> _Aim of the task_
Pull out every line of the material below that contains the string "rock", and copy each one in full.

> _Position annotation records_
(begin)
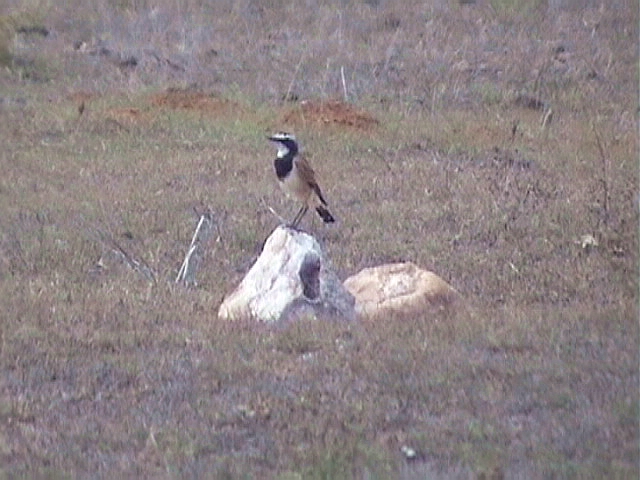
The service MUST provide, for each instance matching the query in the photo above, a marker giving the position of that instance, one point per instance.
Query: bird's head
(285, 142)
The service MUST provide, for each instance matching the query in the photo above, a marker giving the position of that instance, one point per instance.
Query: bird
(298, 179)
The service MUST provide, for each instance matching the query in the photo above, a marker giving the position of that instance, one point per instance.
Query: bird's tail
(325, 214)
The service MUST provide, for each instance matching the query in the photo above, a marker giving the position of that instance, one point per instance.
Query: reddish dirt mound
(81, 96)
(128, 115)
(330, 113)
(191, 100)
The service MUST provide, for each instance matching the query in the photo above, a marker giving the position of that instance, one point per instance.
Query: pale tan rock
(397, 289)
(291, 278)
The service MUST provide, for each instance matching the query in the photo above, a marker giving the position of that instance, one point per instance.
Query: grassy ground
(504, 158)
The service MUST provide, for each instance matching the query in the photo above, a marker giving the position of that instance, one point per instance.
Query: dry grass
(106, 373)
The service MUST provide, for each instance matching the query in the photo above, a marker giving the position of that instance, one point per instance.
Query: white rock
(291, 278)
(397, 289)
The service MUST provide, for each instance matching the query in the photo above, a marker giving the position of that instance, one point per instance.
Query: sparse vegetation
(494, 143)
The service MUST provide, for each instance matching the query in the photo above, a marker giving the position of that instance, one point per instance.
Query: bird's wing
(308, 175)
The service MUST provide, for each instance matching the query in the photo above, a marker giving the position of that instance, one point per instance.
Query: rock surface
(397, 289)
(291, 278)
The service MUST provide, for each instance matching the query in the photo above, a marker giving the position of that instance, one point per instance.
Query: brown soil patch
(128, 115)
(79, 97)
(330, 113)
(179, 99)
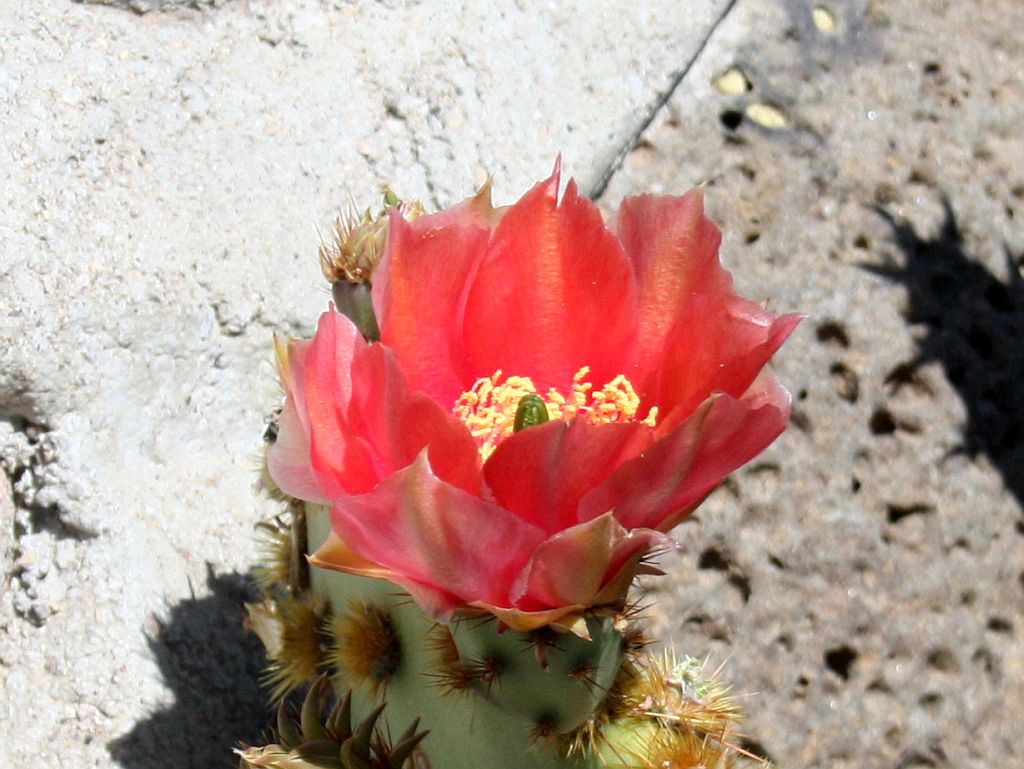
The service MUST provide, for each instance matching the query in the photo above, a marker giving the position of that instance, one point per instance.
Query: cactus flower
(432, 447)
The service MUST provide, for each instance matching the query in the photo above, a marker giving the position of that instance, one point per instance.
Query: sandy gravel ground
(166, 170)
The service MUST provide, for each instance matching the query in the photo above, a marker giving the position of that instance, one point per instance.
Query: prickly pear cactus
(521, 667)
(466, 695)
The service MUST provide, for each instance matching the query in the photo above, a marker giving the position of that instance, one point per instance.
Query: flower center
(488, 408)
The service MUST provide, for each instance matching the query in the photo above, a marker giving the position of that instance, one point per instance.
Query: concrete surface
(166, 173)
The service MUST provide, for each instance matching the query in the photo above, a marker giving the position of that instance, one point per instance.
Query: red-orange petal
(420, 293)
(660, 486)
(327, 386)
(542, 472)
(394, 425)
(573, 566)
(437, 536)
(674, 249)
(719, 343)
(554, 293)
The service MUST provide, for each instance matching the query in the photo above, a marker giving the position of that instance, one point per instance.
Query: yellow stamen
(488, 407)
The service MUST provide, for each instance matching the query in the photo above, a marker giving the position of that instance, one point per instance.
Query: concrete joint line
(602, 183)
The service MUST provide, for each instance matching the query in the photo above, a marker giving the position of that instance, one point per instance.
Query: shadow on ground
(212, 665)
(974, 328)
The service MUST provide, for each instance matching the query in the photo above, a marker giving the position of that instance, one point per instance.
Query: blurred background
(169, 167)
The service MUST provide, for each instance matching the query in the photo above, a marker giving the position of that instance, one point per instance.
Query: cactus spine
(465, 695)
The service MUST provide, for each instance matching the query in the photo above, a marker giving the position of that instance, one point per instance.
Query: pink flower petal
(674, 248)
(660, 486)
(336, 454)
(719, 343)
(395, 426)
(420, 292)
(542, 473)
(554, 293)
(436, 535)
(335, 554)
(573, 566)
(288, 459)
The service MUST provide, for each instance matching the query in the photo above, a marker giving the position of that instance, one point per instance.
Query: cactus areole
(503, 415)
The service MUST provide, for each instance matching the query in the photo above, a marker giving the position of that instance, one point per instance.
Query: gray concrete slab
(165, 177)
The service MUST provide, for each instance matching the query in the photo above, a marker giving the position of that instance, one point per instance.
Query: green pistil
(531, 411)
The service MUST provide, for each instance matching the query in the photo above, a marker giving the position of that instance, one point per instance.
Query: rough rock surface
(865, 577)
(166, 175)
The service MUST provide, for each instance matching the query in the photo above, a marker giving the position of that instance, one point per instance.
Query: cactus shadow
(973, 324)
(213, 666)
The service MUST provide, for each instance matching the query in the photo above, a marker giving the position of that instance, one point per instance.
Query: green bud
(530, 411)
(354, 301)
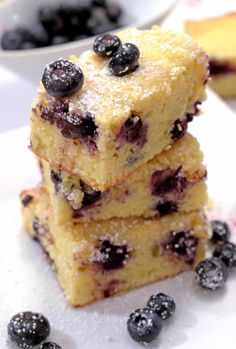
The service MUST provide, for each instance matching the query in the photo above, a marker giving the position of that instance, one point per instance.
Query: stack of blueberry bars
(122, 197)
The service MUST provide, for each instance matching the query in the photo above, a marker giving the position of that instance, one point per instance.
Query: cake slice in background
(217, 36)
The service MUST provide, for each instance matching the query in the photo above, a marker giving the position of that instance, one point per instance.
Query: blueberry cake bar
(217, 36)
(100, 118)
(173, 181)
(100, 259)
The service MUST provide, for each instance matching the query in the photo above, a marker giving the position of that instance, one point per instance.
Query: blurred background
(34, 33)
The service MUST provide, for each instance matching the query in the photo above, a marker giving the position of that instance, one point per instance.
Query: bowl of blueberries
(34, 33)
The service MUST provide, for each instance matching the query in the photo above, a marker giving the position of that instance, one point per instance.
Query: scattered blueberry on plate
(144, 325)
(220, 231)
(162, 304)
(28, 329)
(226, 252)
(211, 273)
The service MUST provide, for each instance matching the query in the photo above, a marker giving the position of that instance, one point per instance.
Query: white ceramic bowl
(30, 63)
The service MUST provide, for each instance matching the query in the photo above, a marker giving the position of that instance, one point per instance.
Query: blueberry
(226, 251)
(211, 273)
(132, 130)
(125, 61)
(99, 3)
(28, 329)
(163, 305)
(182, 244)
(106, 45)
(179, 129)
(28, 45)
(36, 226)
(90, 195)
(168, 181)
(112, 256)
(166, 207)
(144, 325)
(220, 231)
(26, 200)
(62, 78)
(79, 125)
(12, 40)
(56, 179)
(50, 345)
(113, 12)
(59, 39)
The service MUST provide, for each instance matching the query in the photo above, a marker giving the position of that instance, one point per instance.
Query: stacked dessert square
(122, 198)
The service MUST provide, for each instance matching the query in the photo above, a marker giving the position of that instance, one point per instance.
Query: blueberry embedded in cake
(114, 112)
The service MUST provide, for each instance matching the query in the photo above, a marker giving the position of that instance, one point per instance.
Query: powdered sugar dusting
(164, 57)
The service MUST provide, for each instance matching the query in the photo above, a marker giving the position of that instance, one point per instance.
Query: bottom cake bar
(100, 259)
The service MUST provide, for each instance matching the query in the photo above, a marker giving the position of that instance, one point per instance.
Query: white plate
(30, 63)
(203, 319)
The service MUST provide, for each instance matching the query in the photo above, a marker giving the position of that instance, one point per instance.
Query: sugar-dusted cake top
(216, 35)
(164, 59)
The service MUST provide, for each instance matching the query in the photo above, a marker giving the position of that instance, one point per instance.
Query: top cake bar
(116, 123)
(end)
> _Full solution_
Query: pale tan rock
Query: white rock
Query: rock surface
Query: rough rock surface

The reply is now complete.